Return only this: the line with "the reed in" and all the lines that follow it below, through the final one, exactly as they are.

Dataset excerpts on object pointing
[Start]

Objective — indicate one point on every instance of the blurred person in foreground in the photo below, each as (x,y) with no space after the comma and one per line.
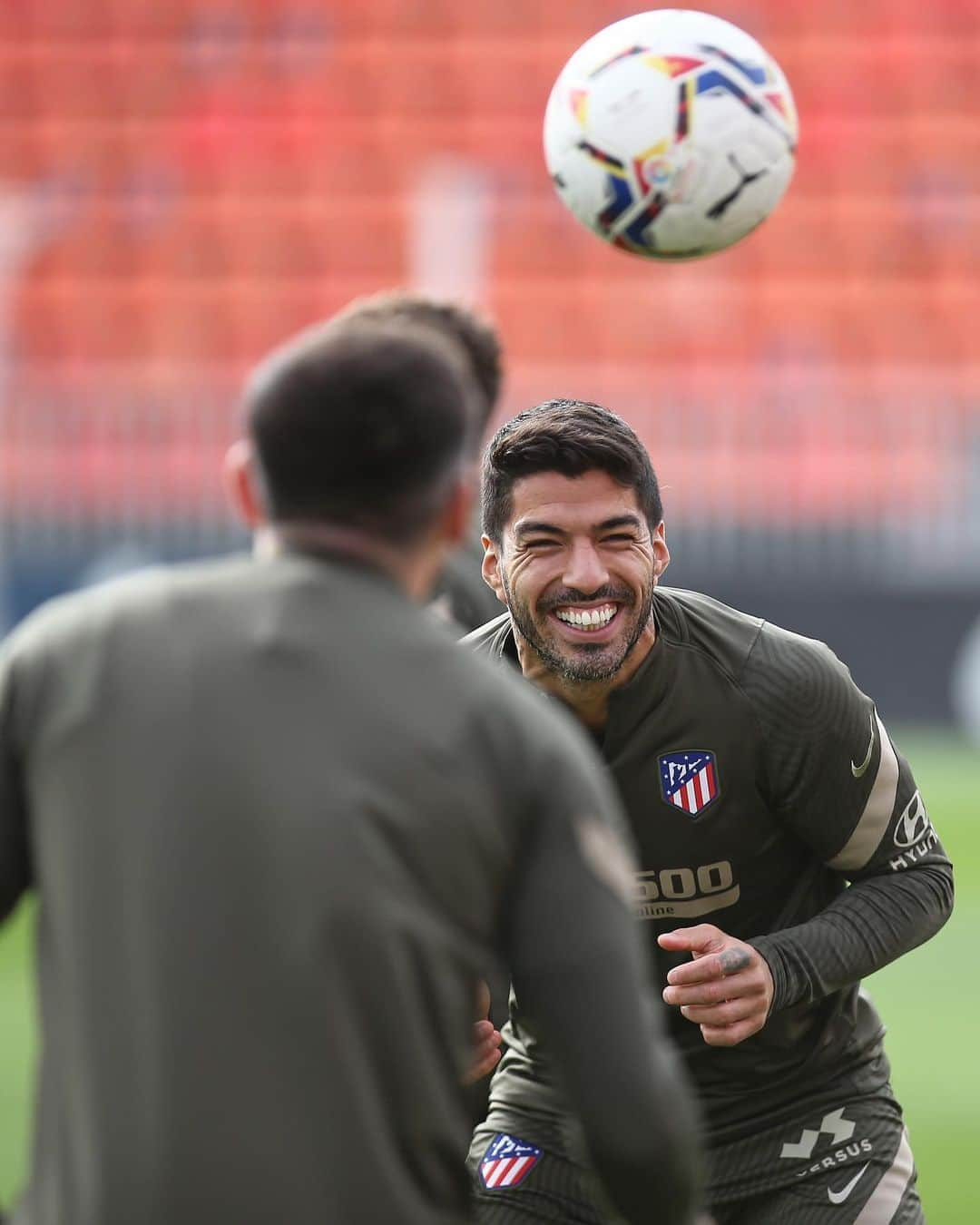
(277,823)
(459,595)
(759,781)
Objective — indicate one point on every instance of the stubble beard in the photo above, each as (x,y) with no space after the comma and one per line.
(581,662)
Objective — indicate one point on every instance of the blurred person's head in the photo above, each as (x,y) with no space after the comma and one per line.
(475,335)
(573,539)
(356,441)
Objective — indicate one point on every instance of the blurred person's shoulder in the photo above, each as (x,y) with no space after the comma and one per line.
(141,592)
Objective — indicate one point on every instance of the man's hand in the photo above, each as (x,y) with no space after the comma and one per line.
(727,987)
(485,1040)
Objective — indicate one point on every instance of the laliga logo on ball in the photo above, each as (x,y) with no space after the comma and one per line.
(671,133)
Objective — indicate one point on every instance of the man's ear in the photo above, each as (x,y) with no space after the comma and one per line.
(492,569)
(241,484)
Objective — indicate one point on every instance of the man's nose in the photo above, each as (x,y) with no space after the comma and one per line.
(584,570)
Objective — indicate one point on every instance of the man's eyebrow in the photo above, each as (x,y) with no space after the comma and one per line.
(531,525)
(620,521)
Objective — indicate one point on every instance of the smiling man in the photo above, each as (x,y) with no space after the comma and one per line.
(786,850)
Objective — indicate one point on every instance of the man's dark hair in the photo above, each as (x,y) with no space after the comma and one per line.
(569,436)
(360,424)
(466,328)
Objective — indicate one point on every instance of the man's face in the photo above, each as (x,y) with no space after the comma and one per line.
(577,565)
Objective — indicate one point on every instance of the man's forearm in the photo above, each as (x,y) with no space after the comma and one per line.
(864,928)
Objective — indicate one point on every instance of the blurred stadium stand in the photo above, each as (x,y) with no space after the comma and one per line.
(182,185)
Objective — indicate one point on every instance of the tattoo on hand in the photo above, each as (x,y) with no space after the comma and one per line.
(734,959)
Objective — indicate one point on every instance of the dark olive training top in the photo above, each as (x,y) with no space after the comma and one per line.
(279,825)
(760,780)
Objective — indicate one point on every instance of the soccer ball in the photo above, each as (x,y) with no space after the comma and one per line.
(671,133)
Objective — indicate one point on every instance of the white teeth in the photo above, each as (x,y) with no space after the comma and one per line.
(587,619)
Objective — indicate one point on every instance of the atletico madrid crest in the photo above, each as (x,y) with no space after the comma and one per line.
(689,779)
(507,1161)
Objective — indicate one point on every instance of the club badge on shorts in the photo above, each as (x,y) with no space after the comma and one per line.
(689,779)
(507,1161)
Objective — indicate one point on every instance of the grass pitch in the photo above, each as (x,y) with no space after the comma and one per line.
(930,1001)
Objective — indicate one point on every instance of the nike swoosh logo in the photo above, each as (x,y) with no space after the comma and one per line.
(858,770)
(838,1197)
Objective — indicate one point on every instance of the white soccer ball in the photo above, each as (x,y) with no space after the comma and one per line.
(671,133)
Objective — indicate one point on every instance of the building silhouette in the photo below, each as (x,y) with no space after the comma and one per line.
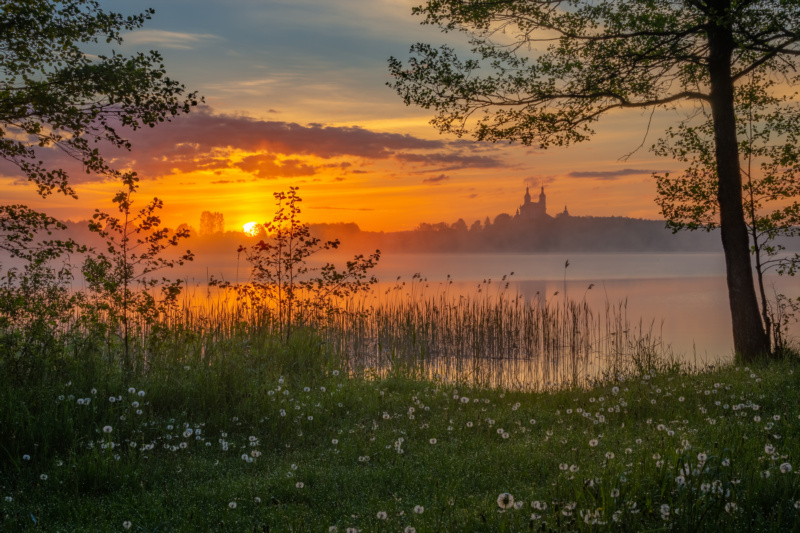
(531,210)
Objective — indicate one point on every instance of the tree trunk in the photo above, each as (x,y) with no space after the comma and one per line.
(750,341)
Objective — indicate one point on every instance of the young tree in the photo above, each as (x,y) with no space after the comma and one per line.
(280,275)
(769,130)
(120,278)
(591,57)
(57,98)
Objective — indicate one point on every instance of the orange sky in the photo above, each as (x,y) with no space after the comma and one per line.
(296,96)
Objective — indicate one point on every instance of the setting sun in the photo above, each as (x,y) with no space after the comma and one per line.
(251,228)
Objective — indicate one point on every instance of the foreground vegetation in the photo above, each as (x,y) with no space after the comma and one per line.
(246,433)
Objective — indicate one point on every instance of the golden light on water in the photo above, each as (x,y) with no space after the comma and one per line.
(251,228)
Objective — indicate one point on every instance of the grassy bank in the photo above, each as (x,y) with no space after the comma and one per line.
(252,435)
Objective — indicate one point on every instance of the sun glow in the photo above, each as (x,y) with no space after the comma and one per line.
(251,228)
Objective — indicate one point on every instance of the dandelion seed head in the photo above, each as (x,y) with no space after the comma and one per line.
(505,500)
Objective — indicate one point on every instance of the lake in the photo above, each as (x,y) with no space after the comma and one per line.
(683,294)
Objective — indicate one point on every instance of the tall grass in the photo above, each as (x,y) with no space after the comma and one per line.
(500,339)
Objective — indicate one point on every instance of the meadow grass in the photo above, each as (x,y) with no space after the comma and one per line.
(227,429)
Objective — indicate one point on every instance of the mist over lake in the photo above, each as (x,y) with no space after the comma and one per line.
(683,295)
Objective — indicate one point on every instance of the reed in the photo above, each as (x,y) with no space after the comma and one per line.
(499,340)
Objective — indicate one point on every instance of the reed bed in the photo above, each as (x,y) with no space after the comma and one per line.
(501,340)
(488,339)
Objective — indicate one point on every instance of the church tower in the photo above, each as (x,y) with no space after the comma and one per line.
(542,202)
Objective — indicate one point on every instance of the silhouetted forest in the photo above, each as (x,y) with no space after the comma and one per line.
(507,234)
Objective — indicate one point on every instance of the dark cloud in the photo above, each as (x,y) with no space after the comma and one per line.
(438,179)
(205,141)
(538,181)
(451,161)
(343,208)
(266,166)
(611,174)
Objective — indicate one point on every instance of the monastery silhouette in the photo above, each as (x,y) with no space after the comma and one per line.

[End]

◆ Answer for this exercise:
Objective — indicate one point on every instance of the reed in the photo above, each as (x,y) with no space after the comma and one per line.
(499,340)
Objective — indicate one point on every instance of the reed bed in the photo above, each as (x,y) with no space after the comma and one per line.
(501,340)
(488,339)
Objective — indicate one point on every instance of the church tower in the photo above, each as (x,y) with no space after the comma and one per line.
(542,202)
Objective — indicate one point on every instance of the silhouetted forest in the photo above, each as (x,y) with no space after the comma and one per line.
(507,234)
Objective — indicate one point on every instance of the dark cloud in the photo above, each as (x,y) with no space after the comma and one per line.
(438,179)
(205,141)
(538,181)
(451,161)
(343,208)
(266,166)
(611,174)
Objective — indicate one point on every instance of the monastery silhouette in the photo above, each as (x,y) with no space after the comma and one per line.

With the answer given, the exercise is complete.